▸ **Passage provided**:
• • • •

Notwithstanding the foregoing, the term “Confidential Information” shall not consist of any data or other information which has been made publicly available or otherwise placed in the public domain other than by Employee in violation of this Agreement.
9.3 Employee will not, directly or indirectly, copy, reproduce or otherwise duplicate, record, abstract, summarize or otherwise use for Employee or use for, or disclose to, any party other than Xxxxx Shoe, or any subsidiary or affiliate of Xxxxx Shoe, any Confidential Information, without Xxxxx Shoe’s prior written permission or except as required for the proper performance of Employee’s duties on behalf of the Company.
9.4 Employee understands that Confidential Information may or may not be labeled as “confidential” and will treat all information as confidential unless otherwise informed by Xxxxx Shoe.
9.5 At the termination of Employee’s employment with the Company or at any other time Xxxxx Shoe or any subsidiary or affiliate thereof may request, Employee shall promptly deliver to Xxxxx Shoe all documents and other materials, whether in physical or electronic form (including all copies thereof), containing any Confidential Information.
Section 10. Injunctive Relief
In the event of a breach or threatened breach of any of Employee’s duties or obligations under the terms and provisions of Section 8, Section 9, Section 11.2 or Section 11.9, the Company shall be entitled, in addition to any other legal or equitable remedies it may have in connection therewith (including any right to damages that it may suffer), to temporary, preliminary and permanent injunctive relief restraining such breach or threatened breach. Employee hereby expressly acknowledges that the harm that might result to the Company’s business as a result of noncompliance by Employee with any of the provisions of
Section 8, Section 9, Section 11.2 or Section 11.9 would be largely irreparable. Employee specifically agrees that if there is a question as to the enforceability of any of the provisions of Section 8, Section 9, Section 11.2 or Section 11.9, Employee will not engage in any conduct inconsistent with or contrary to such Sections until after the question has been resolved by a final judgment of a court of competent jurisdiction. Employee undertakes and agrees that if Employee breaches or threatens to breach the Agreement, Employee shall be liable for any attorneys’ fees and costs incurred by the Company in enforcing its rights hereunder.
Section 11. Miscellaneous
11.1 Notice. All notices hereunder shall be in writing and shall be deemed to have been duly given (a) when delivered personally or by courier, or (b) when received by facsimile (including electronic mail), receipt confirmed, or (c) on the third business day following the mailing thereof by registered or certified mail, postage prepaid, or (d) on the first business day following the mailing thereof by overnight delivery
service, in each case addressed as set forth below:
If to the Company:
Xxxxx Shoe Company, Inc.
0000 Xxxxxxxx Xxxxxx
Xx. Xxxxx, Xxxxxxxx 00000-0000
Attention: General Counsel
If to Employee:
Xxxxxxx X. Xxxxxx
0000 Xxxxxxxxxx Xxxxx
Xxxx Xxxxx, XX 00000
Any party may change the address to which notices are to be addressed by giving the other party written notice in the manner herein set forth.

• • • •

▸ **Task requirements**:
1. From the agreement, print everything from "Notwithstanding the foregoing, the" down to "by Xxxxx Shoe.".
2. Condense the paragraph of the agreement that begins "9.3 Employee will not" into a short bulleted list that keeps its main facts.

• • • •

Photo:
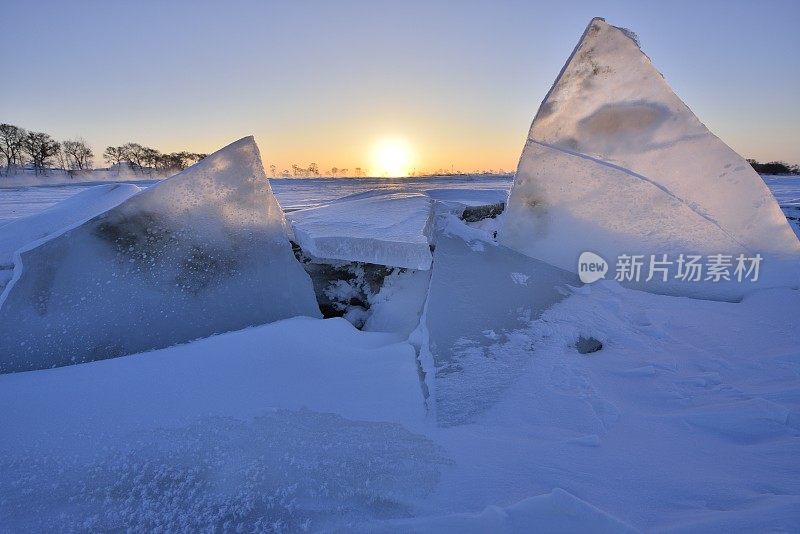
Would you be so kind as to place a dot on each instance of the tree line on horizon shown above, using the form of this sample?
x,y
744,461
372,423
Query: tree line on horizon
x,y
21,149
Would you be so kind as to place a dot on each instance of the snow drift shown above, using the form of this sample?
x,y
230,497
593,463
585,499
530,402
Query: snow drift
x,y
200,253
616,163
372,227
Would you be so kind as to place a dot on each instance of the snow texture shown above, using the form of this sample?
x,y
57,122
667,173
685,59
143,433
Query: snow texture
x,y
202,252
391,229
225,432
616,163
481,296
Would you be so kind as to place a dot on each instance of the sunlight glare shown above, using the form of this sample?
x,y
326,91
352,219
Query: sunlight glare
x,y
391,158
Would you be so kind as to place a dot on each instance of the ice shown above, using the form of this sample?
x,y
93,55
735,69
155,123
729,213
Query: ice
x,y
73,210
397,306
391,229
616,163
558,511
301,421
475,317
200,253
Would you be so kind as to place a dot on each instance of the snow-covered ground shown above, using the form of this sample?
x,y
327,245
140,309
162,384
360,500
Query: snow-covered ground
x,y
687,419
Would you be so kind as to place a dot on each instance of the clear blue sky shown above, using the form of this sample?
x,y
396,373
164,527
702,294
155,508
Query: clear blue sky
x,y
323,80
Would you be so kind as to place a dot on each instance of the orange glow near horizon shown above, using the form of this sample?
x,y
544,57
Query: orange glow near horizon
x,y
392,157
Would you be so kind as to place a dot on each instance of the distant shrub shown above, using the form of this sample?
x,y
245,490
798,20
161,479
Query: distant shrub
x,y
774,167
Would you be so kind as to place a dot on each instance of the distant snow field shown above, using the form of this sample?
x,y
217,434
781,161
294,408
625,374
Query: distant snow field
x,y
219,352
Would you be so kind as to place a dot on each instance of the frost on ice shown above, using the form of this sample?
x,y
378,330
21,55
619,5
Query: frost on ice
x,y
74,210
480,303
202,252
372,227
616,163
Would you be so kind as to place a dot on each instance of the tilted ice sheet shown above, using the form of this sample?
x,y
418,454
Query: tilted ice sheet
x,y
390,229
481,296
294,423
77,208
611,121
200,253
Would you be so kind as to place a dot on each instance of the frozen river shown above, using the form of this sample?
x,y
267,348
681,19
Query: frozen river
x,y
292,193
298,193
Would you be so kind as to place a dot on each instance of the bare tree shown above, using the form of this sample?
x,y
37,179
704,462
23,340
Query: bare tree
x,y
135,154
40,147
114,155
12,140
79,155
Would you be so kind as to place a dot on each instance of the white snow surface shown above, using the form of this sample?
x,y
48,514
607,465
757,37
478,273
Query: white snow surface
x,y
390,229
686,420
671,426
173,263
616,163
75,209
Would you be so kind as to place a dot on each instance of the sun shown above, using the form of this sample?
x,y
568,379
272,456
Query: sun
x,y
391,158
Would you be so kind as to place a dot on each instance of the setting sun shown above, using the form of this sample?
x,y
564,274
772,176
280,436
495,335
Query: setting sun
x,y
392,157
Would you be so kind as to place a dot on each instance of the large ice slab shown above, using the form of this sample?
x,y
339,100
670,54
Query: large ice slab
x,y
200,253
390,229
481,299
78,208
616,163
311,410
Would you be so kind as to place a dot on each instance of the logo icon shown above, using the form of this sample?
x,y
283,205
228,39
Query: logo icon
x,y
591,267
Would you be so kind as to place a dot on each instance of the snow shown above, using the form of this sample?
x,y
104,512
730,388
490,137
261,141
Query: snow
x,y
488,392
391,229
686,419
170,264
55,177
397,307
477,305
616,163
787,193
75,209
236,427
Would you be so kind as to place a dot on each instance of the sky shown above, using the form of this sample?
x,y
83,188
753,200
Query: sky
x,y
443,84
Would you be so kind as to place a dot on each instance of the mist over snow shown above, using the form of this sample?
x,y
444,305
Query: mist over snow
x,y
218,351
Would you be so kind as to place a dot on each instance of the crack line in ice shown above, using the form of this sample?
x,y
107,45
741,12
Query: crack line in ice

• • • •

▸ **Exercise responses**:
1.
Notwithstanding the foregoing, the term “Confidential Information” shall not consist of any data or other information which has been made publicly available or otherwise placed in the public domain other than by Employee in violation of this Agreement.
9.3 Employee will not, directly or indirectly, copy, reproduce or otherwise duplicate, record, abstract, summarize or otherwise use for Employee or use for, or disclose to, any party other than Xxxxx Shoe, or any subsidiary or affiliate of Xxxxx Shoe, any Confidential Information, without Xxxxx Shoe’s prior written permission or except as required for the proper performance of Employee’s duties on behalf of the Company.
9.4 Employee understands that Confidential Information may or may not be labeled as “confidential” and will treat all information as confidential unless otherwise informed by Xxxxx Shoe.

2.
- Employee may not, directly or indirectly, copy, reproduce, record, abstract, summarize or use any Confidential Information for Employee.
- Employee may not use it for, or disclose it to, anyone other than Xxxxx Shoe or its subsidiaries or affiliates.
- Exceptions: Xxxxx Shoe's prior written permission, or use required for the proper performance of Employee's duties on behalf of the Company.